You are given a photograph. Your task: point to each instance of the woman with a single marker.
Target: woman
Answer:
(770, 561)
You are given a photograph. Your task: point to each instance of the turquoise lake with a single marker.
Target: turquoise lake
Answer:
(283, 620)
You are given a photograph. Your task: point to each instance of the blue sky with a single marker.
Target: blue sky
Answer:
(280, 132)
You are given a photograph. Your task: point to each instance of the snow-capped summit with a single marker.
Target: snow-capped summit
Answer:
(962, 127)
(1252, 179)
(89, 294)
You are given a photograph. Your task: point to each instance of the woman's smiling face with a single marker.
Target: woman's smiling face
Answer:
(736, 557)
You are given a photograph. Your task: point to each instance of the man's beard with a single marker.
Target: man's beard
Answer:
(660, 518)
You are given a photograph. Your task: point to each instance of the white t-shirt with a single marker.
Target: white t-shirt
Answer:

══════════

What the exercise asks.
Copy out all the items above, swapping "marker" for "dot" wherever it appears and leaving everything else unchanged.

Answer.
You are given a photograph. Your task: point to each instance of the woman with a single dot.
Target: woman
Answer:
(770, 561)
You are given a photograph. Your task: point to each instance of the turquoise lake with a single dot.
Target: turquoise lake
Answer:
(283, 620)
You are given a photograph. Your task: point to each instance of the blue sky with a single dot.
Target: blue sky
Answer:
(280, 132)
You are given a photograph. Your task: point to each instance of the snow-capped summit with a single dot.
Target: snow-capped summit
Answer:
(962, 127)
(1252, 179)
(89, 294)
You are given a photograph. Your task: point to each instance of the woman's smiling face with a single dot.
Target: woman's smiling face
Answer:
(736, 557)
You are given a photograph. Your task: point to each instance of the man's beard with a single dot.
Target: man's beard
Answer:
(660, 518)
You are given a photograph. Your task: point to each instance of the white t-shirt with a single dot.
Target: white t-shirt
Answer:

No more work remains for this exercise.